REQUIREMENTS.
Recast the listing below as a JSON array of strings with one string per line, leaving out blank lines.

EXCERPTED DATA.
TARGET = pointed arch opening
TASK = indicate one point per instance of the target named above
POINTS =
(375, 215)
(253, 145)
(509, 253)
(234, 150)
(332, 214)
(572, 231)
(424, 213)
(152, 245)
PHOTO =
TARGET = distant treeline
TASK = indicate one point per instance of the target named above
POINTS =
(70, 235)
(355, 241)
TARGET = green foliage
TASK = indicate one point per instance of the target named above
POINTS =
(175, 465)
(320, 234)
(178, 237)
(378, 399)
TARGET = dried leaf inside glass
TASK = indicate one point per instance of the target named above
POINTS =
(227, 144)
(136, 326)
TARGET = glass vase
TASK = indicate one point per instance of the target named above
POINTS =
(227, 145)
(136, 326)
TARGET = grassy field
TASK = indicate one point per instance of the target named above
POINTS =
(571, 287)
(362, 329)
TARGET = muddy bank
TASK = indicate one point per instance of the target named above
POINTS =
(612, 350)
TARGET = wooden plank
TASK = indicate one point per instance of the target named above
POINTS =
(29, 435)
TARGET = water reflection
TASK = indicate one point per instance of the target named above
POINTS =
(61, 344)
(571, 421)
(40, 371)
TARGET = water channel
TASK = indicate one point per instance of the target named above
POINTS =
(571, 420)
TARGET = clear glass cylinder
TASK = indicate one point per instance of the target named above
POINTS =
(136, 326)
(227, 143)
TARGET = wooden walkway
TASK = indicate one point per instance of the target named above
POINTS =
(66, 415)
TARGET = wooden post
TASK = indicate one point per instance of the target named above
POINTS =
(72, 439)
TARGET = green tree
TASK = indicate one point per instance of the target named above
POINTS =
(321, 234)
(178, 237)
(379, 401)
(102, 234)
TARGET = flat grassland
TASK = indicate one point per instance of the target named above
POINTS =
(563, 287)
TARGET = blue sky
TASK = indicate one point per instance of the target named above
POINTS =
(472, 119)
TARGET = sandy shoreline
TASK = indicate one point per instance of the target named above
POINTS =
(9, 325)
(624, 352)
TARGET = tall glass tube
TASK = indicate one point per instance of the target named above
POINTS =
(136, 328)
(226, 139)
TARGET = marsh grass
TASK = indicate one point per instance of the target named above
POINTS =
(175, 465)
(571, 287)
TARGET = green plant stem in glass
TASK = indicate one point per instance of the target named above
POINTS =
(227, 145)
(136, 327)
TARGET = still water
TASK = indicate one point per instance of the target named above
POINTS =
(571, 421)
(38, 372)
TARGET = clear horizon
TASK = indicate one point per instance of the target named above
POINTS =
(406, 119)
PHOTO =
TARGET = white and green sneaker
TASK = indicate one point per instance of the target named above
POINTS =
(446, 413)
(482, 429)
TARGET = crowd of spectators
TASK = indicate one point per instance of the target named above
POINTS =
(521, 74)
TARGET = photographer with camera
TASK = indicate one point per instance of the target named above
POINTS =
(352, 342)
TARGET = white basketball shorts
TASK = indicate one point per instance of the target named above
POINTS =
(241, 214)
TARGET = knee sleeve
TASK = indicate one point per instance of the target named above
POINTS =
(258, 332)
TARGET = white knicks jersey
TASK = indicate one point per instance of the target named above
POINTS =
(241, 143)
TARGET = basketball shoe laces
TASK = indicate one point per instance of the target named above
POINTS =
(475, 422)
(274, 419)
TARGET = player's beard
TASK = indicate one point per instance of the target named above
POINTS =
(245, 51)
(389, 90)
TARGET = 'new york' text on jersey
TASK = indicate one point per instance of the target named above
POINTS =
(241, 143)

ANSWER TO THIS EXERCISE.
[
  "TARGET = pointed arch opening",
  "TASK = indicate one point per instance of the target named above",
  "POINTS =",
  "(375, 215)",
  "(253, 145)",
  "(509, 253)",
  "(234, 150)",
  "(332, 214)",
  "(572, 231)",
  "(424, 213)",
  "(152, 245)",
  "PHOTO =",
  "TARGET = distant treeline",
  "TASK = indicate one point per instance of the target named above",
  "POINTS =",
  "(70, 235)",
  "(355, 241)",
  "TARGET = green foliage",
  "TASK = indicate one point per instance of the target named above",
  "POINTS =",
  "(175, 465)",
  "(320, 234)",
  "(178, 237)",
  "(378, 399)",
  "TARGET = dried leaf inside glass",
  "TASK = indicate one point per instance of the target named above",
  "POINTS =",
  "(227, 144)",
  "(136, 326)",
  "TARGET = glass vase",
  "TASK = indicate one point per instance of the target named above",
  "POINTS =",
  "(227, 145)",
  "(136, 326)",
  "TARGET = grassy field",
  "TASK = indicate one point per instance of the target named above",
  "POINTS =",
  "(571, 287)",
  "(362, 329)",
  "TARGET = muddy bank",
  "TASK = indicate one point per instance of the target named above",
  "POINTS =",
  "(612, 350)",
  "TARGET = wooden plank",
  "TASK = indicate one point per instance of the target named above",
  "POINTS =",
  "(29, 435)",
  "TARGET = water reflection",
  "TASK = indicate one point per instance of the target named above",
  "POINTS =",
  "(61, 344)",
  "(571, 421)",
  "(40, 371)",
  "TARGET = water channel",
  "TASK = indicate one point per instance of the target named above",
  "POINTS =",
  "(571, 420)",
  "TARGET = clear glass cylinder",
  "TASK = indicate one point per instance of the target named above",
  "POINTS =",
  "(136, 326)",
  "(227, 143)",
  "TARGET = wooden walkway",
  "TASK = indicate one point per instance of the target named above",
  "POINTS =",
  "(66, 415)",
  "TARGET = wooden post",
  "TASK = indicate one point per instance of the target named above",
  "POINTS =",
  "(72, 439)",
  "TARGET = green tree",
  "TASK = indicate one point per instance of the target named above",
  "POINTS =",
  "(321, 234)",
  "(178, 237)",
  "(379, 401)",
  "(102, 234)",
  "TARGET = flat grassland",
  "TASK = indicate one point per instance of the target named above",
  "POINTS =",
  "(563, 287)",
  "TARGET = blue sky",
  "TASK = indicate one point per instance of the target named above",
  "POINTS =",
  "(472, 119)",
  "TARGET = sandy shoreline",
  "TASK = indicate one point per instance of the target named above",
  "POINTS =",
  "(9, 325)",
  "(624, 352)",
  "TARGET = tall glass tube",
  "TASK = indicate one point per instance of the target named above",
  "POINTS =",
  "(136, 328)",
  "(226, 139)",
  "TARGET = marsh grass",
  "TASK = indicate one point per instance of the target named above",
  "POINTS =",
  "(175, 465)",
  "(571, 287)",
  "TARGET = green plant stem in glass",
  "TASK = indicate one point per instance of the target named above",
  "POINTS =",
  "(227, 145)",
  "(136, 327)",
  "TARGET = still water",
  "TASK = indicate one point per instance of the target named above",
  "POINTS =",
  "(571, 421)",
  "(38, 372)",
  "TARGET = clear horizon",
  "TASK = indicate one point per instance of the target named above",
  "POINTS =",
  "(406, 119)",
  "PHOTO =",
  "TARGET = white and green sneaker",
  "TASK = indicate one point per instance of the target named above",
  "POINTS =",
  "(446, 413)",
  "(482, 429)",
  "TARGET = crowd of spectators",
  "TASK = indicate one point per instance of the target named above",
  "POINTS =",
  "(521, 74)",
  "TARGET = photographer with camera",
  "TASK = indicate one point per instance of the target named above",
  "POINTS =",
  "(352, 342)",
  "TARGET = white basketball shorts",
  "TASK = indicate one point per instance of the target named above",
  "POINTS =",
  "(241, 214)",
  "TARGET = knee sleeve",
  "TASK = indicate one point per instance of the target named above",
  "POINTS =",
  "(258, 332)",
  "TARGET = white knicks jersey",
  "TASK = indicate one point per instance of the target named above",
  "POINTS =",
  "(241, 143)",
  "TARGET = basketball shoe laces",
  "TASK = indicate one point per instance of the target named above",
  "POINTS =",
  "(475, 422)",
  "(274, 419)",
  "TARGET = player's beard",
  "TASK = indicate one point per instance of the target named above",
  "POINTS =",
  "(245, 51)",
  "(389, 90)",
  "TARGET = 'new york' text on jersey",
  "TASK = indicate one point per instance of the target named above",
  "POINTS =",
  "(241, 143)"
]